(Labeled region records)
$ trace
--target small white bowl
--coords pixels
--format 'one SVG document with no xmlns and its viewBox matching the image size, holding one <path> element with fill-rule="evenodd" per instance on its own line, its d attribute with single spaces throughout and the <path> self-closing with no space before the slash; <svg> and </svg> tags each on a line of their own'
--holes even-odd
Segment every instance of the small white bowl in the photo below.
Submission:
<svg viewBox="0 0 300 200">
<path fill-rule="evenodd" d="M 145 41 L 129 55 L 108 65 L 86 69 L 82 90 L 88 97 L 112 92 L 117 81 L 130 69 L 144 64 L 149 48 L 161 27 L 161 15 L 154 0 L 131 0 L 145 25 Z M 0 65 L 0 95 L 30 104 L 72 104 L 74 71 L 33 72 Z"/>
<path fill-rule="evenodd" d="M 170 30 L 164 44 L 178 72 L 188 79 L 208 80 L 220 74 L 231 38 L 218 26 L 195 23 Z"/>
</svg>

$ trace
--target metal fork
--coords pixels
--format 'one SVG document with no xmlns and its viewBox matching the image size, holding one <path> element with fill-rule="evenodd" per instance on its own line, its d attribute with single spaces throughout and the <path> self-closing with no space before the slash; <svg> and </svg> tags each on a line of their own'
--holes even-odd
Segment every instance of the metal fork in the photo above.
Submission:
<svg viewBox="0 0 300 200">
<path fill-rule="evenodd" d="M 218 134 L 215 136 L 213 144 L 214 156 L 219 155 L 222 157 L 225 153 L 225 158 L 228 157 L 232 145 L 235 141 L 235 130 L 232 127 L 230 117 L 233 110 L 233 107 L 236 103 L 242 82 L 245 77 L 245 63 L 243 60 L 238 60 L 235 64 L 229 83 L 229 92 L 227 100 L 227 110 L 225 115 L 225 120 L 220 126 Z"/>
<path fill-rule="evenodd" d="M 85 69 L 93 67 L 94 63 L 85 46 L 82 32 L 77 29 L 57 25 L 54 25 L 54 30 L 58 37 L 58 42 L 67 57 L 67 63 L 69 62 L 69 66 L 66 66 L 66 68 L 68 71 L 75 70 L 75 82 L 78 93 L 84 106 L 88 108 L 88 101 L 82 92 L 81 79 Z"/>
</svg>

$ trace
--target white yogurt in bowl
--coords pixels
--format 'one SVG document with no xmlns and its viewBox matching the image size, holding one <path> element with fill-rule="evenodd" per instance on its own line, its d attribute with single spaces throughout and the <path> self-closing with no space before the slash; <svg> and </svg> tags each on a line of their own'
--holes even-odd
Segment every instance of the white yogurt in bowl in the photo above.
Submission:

→ **Work to do**:
Copy each entry exactly, with nothing added or dropped.

→ **Written response**:
$ trace
--target small white bowl
--coords pixels
--format 'one SVG document with no xmlns and its viewBox matching the image size, holding one <path> element with fill-rule="evenodd" per instance on its own line, its d attribute with single spaces throughout and the <path> self-closing with no space before the slash; <svg> and </svg> tags each on a line of their own'
--holes even-odd
Segment every instance of the small white bowl in the photo below.
Submission:
<svg viewBox="0 0 300 200">
<path fill-rule="evenodd" d="M 145 41 L 129 55 L 108 65 L 86 69 L 82 90 L 88 97 L 112 92 L 117 81 L 130 69 L 144 64 L 149 48 L 161 27 L 161 15 L 154 0 L 131 0 L 145 25 Z M 0 65 L 0 95 L 30 104 L 72 104 L 74 71 L 33 72 Z"/>
<path fill-rule="evenodd" d="M 170 30 L 164 44 L 178 72 L 188 79 L 208 80 L 220 74 L 231 38 L 218 26 L 195 23 Z"/>
</svg>

$ trace
--target metal fork
--coords pixels
--format 'one SVG document with no xmlns and its viewBox matching the image size, holding one <path> element with fill-rule="evenodd" per instance on its own line, its d attribute with single spaces throughout and the <path> self-closing with no space before the slash; <svg> and </svg> tags each on a line of their own'
--holes even-odd
Segment every instance of the metal fork in the photo above.
Submission:
<svg viewBox="0 0 300 200">
<path fill-rule="evenodd" d="M 218 134 L 215 136 L 213 144 L 214 156 L 219 155 L 222 157 L 225 153 L 225 158 L 228 157 L 232 145 L 235 141 L 235 130 L 232 127 L 230 117 L 233 110 L 233 107 L 236 103 L 242 82 L 245 77 L 245 63 L 243 60 L 238 60 L 235 64 L 229 83 L 229 92 L 227 100 L 227 110 L 225 115 L 225 120 L 220 126 Z"/>
<path fill-rule="evenodd" d="M 85 69 L 93 67 L 94 63 L 85 46 L 82 32 L 77 29 L 57 25 L 54 25 L 54 30 L 58 37 L 58 42 L 67 57 L 67 63 L 69 62 L 69 66 L 66 66 L 66 68 L 68 71 L 75 70 L 75 82 L 78 93 L 84 106 L 88 108 L 88 101 L 82 92 L 81 79 Z"/>
</svg>

$ trace
--target white yogurt in bowl
--coords pixels
--format 'one SVG document with no xmlns and its viewBox matching the image size, holding one <path> element with fill-rule="evenodd" per instance on its own line, its d attribute with single spaces throughout and the <path> self-closing with no space before the slash; <svg> and </svg> tags each on a line of their own'
--holes even-odd
Segment every instance of the white yogurt in bowl in the photo above.
Submission:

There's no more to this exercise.